:: MATERIAL SHOWN ::
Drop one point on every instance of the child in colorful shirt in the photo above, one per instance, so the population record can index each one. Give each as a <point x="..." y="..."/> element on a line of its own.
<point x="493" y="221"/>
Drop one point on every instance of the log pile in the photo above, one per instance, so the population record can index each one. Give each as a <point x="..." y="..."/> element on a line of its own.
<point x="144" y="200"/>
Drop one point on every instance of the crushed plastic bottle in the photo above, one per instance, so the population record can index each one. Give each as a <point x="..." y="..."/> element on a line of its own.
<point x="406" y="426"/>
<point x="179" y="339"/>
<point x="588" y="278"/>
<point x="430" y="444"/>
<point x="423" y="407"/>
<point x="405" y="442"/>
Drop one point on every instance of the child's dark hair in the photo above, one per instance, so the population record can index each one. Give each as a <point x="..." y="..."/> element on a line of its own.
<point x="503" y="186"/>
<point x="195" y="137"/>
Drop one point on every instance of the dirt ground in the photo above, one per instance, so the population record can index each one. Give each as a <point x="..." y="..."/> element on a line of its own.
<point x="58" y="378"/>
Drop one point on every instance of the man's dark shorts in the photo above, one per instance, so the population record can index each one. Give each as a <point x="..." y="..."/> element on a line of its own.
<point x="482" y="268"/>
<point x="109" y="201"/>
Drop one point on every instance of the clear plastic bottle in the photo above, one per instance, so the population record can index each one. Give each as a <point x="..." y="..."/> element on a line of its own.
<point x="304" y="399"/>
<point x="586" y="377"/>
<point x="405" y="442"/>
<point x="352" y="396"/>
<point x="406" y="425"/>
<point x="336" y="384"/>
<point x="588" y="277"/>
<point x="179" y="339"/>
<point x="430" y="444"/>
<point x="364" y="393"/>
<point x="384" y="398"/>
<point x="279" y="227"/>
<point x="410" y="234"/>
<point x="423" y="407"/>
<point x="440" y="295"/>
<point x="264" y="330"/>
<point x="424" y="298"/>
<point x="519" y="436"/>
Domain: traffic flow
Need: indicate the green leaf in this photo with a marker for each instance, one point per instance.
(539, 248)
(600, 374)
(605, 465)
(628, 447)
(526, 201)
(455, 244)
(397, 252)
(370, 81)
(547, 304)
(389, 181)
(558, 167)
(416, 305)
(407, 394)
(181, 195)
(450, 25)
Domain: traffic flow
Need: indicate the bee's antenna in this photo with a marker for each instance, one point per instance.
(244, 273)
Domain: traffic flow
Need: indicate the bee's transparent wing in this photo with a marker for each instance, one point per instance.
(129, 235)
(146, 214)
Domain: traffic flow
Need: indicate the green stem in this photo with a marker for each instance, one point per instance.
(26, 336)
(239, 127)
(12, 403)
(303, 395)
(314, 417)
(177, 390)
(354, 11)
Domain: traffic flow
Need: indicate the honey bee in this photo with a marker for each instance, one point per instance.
:::
- WHAT THE EXERCISE ASKS: Complete, exact output of the records is expected.

- SOLUTION:
Drop one point on every instance of the child in colorful shirt in the photo above, one per instance, so the population record can index each one. Give each as a <point x="..." y="..."/> element on a line of its own.
<point x="493" y="221"/>
Drop one point on every instance of the log pile in the photo above, one per instance, so the population record can index each one. Give each as a <point x="..." y="..."/> element on a line of its own.
<point x="144" y="200"/>
Drop one point on every instance of the crushed plastic bottle in the photo above, one per instance, so the population record can index each one. Give each as a <point x="..." y="..."/> element on a line of its own.
<point x="406" y="426"/>
<point x="179" y="339"/>
<point x="588" y="278"/>
<point x="430" y="444"/>
<point x="423" y="407"/>
<point x="405" y="442"/>
Drop one point on every instance of the child's dark hair in the photo above, one per instance, so the population record can index each one. Give each as a <point x="..." y="..."/> element on a line of its own.
<point x="503" y="186"/>
<point x="195" y="137"/>
Drop one point on every instance of the dirt ground in the photo above, one per instance, so the population record can index each one. Give each as a <point x="..." y="..."/> element on a line of its own.
<point x="58" y="378"/>
Drop one point on every instance of the man's dark shorts in the photo above, one per instance, so the population record can index each one. Give each as a <point x="..." y="..."/> element on a line of its own.
<point x="482" y="268"/>
<point x="109" y="201"/>
Drop one point on every instance of the clear plastic bottle in the photo above, one per instance, so the population record can index each one. Give each as a <point x="..." y="..."/> element on a line of its own.
<point x="304" y="399"/>
<point x="586" y="377"/>
<point x="405" y="442"/>
<point x="352" y="396"/>
<point x="406" y="425"/>
<point x="336" y="384"/>
<point x="588" y="277"/>
<point x="179" y="339"/>
<point x="430" y="444"/>
<point x="364" y="393"/>
<point x="384" y="398"/>
<point x="279" y="227"/>
<point x="410" y="234"/>
<point x="423" y="407"/>
<point x="440" y="295"/>
<point x="264" y="330"/>
<point x="424" y="298"/>
<point x="519" y="436"/>
Domain: traffic flow
Need: indicate the green leaf in this photo with a marker for each instance, one point per instance.
(539, 248)
(600, 374)
(605, 465)
(628, 447)
(526, 201)
(455, 244)
(397, 252)
(370, 81)
(547, 304)
(389, 181)
(558, 167)
(416, 305)
(407, 394)
(181, 195)
(450, 25)
Domain: traffic flow
Need: indicate the bee's antenna in this photo with a marker for each instance, one point per instance.
(244, 273)
Domain: traffic flow
Need: indicate the bee's transparent wing in this photo with a marker for each instance, one point per instance.
(129, 235)
(146, 214)
Domain: traffic flow
Need: indicate the green stem in this photo with a marker for each instance, one point per instance.
(26, 336)
(239, 127)
(12, 403)
(303, 395)
(314, 417)
(177, 390)
(354, 11)
Domain: traffic flow
Need: indicate the honey bee in this photo with a marker for each instance, one point per instance.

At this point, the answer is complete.